- [Указания]
1 – Перепишите дословно из отрывка о Марине Цветаевой всё, что идёт от слов «Мой муж – Иосиф» и ниже вплоть до слов «на всю жизнь.».
2 – Когда, согласно отрывку о Марине Цветаевой, Ариадна Сергеевна Эфрон вернулась в Советский Союз?

- [Предложенный отрывок]
Не пропустите новый номер Подписаться
№12, 1988/Хроники

О Марине Цветаевой

С Мариной Ивановной Цветаевой меня познакомила ее дочь – Ариадна Сергеевна Эфрон.

Мой муж – Иосиф Давидович Гордон был знаком с ней еще во Франции, и А. С. Эфрон, вернувшись в марте 1937 года в Советский Союз, вскоре позвонила нам домой и тут же пришла.

Покорила она меня сразу: высокая, стройная, с огромными светлыми, прозрачными глазами; умная и острая, необычайно простая и легкая в общении. Мы сразу заговорили с ней на «ты» и подружились на всю жизнь.

Вскоре она устроилась на работу в Жургаз (Журнально-газетное объединение), в выходивший на французском языке журнал «Revue de Moscou», а я уже девятый год работала в Жургазе секретарем Михаила Кольцова, так что виделись и общались мы с ней ежедневно.

- [Исходные данные]
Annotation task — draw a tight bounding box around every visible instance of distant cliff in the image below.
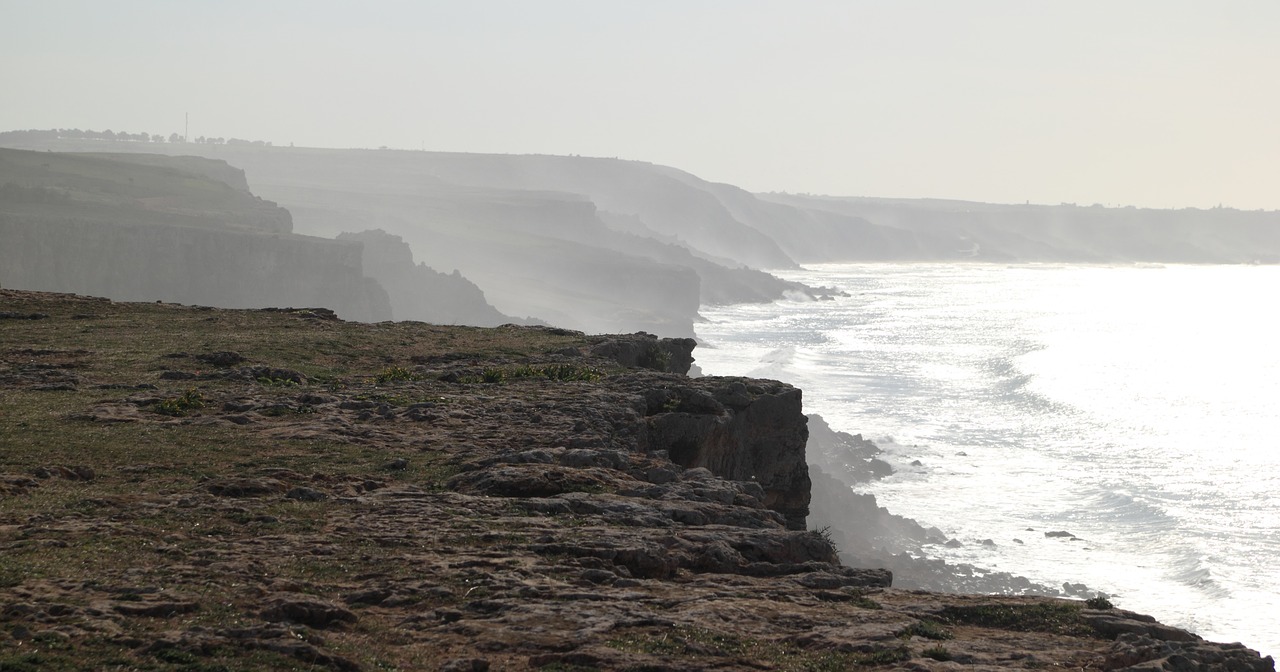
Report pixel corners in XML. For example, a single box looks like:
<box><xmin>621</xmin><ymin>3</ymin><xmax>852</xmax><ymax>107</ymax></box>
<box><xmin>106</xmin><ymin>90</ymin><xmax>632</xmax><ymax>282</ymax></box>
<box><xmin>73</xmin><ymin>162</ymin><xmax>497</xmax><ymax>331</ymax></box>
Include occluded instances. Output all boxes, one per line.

- [Ответы]
1 –
Мой муж – Иосиф Давидович Гордон был знаком с ней еще во Франции, и А. С. Эфрон, вернувшись в марте 1937 года в Советский Союз, вскоре позвонила нам домой и тут же пришла.

Покорила она меня сразу: высокая, стройная, с огромными светлыми, прозрачными глазами; умная и острая, необычайно простая и легкая в общении. Мы сразу заговорили с ней на «ты» и подружились на всю жизнь.

2 – В марте 1937 года.